* **What the task requires**
Using the entries that follow, count the lines containing the word "below" and give that number by itself.

* **Provided data**
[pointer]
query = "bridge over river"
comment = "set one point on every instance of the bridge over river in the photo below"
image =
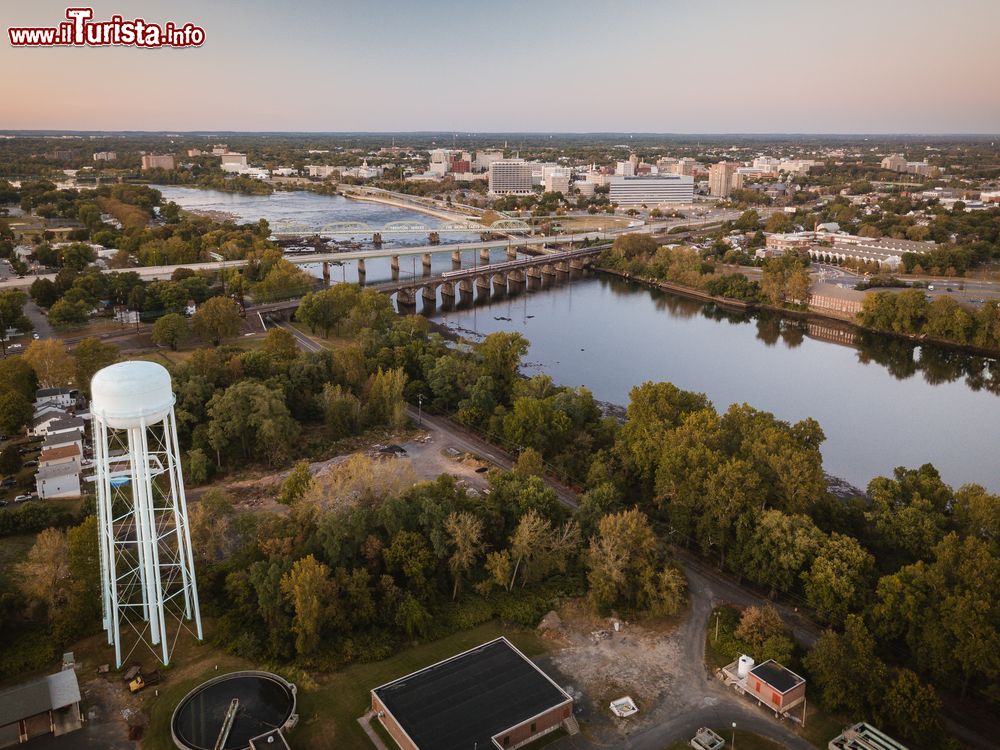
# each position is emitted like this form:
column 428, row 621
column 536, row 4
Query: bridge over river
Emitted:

--

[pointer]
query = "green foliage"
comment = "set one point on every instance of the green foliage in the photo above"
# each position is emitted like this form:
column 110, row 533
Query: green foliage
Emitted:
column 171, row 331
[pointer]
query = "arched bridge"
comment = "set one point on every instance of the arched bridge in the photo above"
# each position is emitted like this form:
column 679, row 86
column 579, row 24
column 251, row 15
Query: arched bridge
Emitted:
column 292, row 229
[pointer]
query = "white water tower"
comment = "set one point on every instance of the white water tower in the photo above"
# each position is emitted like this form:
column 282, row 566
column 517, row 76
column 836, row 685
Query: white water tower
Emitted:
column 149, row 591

* * *

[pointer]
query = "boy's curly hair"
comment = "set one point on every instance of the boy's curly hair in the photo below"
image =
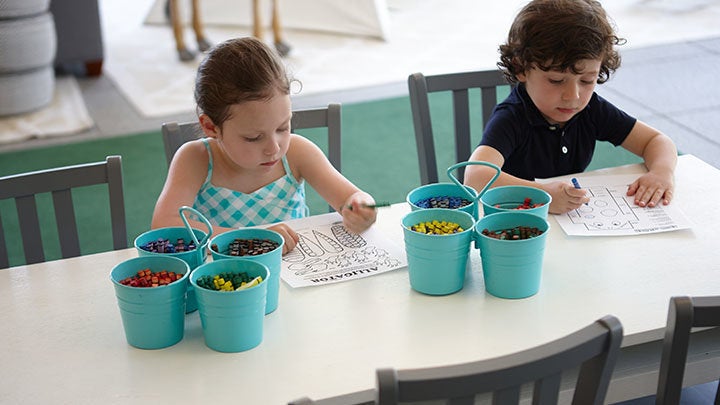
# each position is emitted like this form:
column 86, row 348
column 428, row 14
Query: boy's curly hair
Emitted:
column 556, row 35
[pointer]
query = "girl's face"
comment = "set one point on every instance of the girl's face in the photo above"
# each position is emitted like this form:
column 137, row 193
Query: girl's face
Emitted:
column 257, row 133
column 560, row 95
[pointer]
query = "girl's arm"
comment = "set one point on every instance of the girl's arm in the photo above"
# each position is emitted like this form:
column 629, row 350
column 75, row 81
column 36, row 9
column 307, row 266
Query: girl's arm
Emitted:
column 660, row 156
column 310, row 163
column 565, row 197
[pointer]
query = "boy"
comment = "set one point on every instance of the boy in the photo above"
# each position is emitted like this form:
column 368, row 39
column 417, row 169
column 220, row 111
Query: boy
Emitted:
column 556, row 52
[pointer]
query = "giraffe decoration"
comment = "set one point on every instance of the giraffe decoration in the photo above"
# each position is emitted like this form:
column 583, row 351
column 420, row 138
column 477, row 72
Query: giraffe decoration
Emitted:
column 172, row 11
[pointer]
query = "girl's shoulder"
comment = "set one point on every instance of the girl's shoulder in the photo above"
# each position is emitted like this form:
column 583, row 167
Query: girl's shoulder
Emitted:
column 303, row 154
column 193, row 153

* **Written response**
2